Goal of the exercise:
Update the stretch of the EUR/USD forecast text that starts at "By |2026-06-25T22:38:42+03:00June 25, 2026|Forex" and ends at "Federal Reserve policy.", swapping every "Federal Reserve" for "Fed".
— begin Supplied text —
EUR/USD Forecast Update: UBS Turns More Bullish On The US Dollar

By |2026-06-25T22:38:42+03:00June 25, 2026|Forex News, News|0 Comments

The Euro remains under pressure after sliding to its lowest level this month, with UBS expecting the US Dollar to stay supported through the third quarter as markets adjust to a more hawkish Federal Reserve.

The Euro to Dollar exchange rate (EUR/USD) traded near 1.1368 on Wednesday, down more than 2.5% in June after starting the month above 1.1649. The pair has now fallen for three consecutive months from January’s 2026 peak above 1.20.

UBS believes the US Dollar’s reaction to higher oil prices has lagged, but expects that to change as markets increasingly focus on Federal Reserve policy.

“Despite the USD-positive terms-of-trade shock linked to energy prices… the greenback should fare better.”
— end Supplied text —
— begin Source excerpt —
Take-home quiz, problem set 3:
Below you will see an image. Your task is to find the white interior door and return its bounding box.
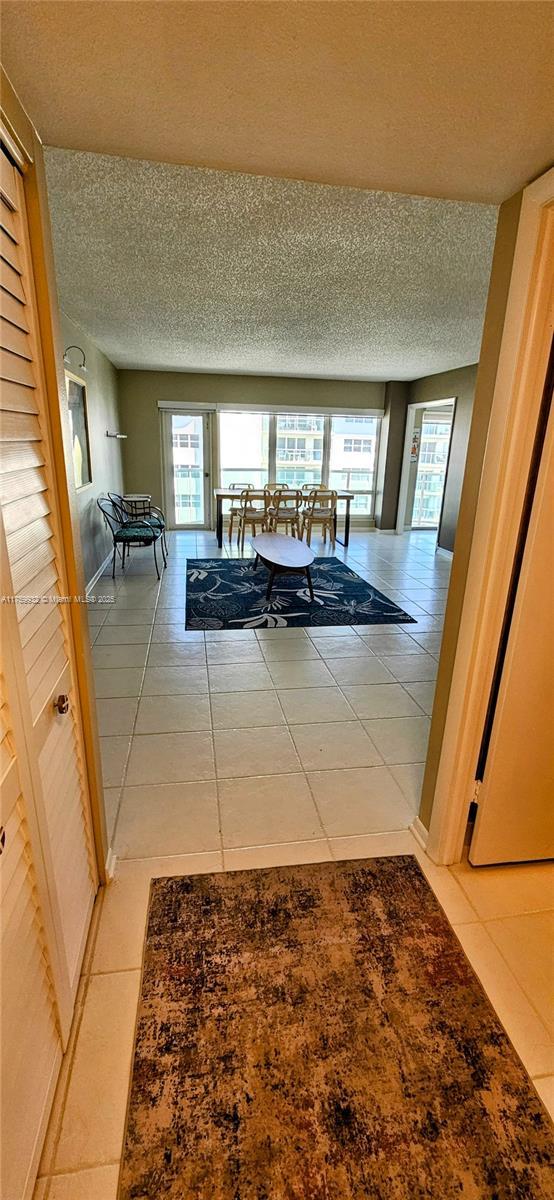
— end Source excerpt —
Correct output:
By |2026-06-25T22:38:42+03:00June 25, 2026|Forex News, News|0 Comments

The Euro remains under pressure after sliding to its lowest level this month, with UBS expecting the US Dollar to stay supported through the third quarter as markets adjust to a more hawkish Fed.

The Euro to Dollar exchange rate (EUR/USD) traded near 1.1368 on Wednesday, down more than 2.5% in June after starting the month above 1.1649. The pair has now fallen for three consecutive months from January’s 2026 peak above 1.20.

UBS believes the US Dollar’s reaction to higher oil prices has lagged, but expects that to change as markets increasingly focus on Fed policy.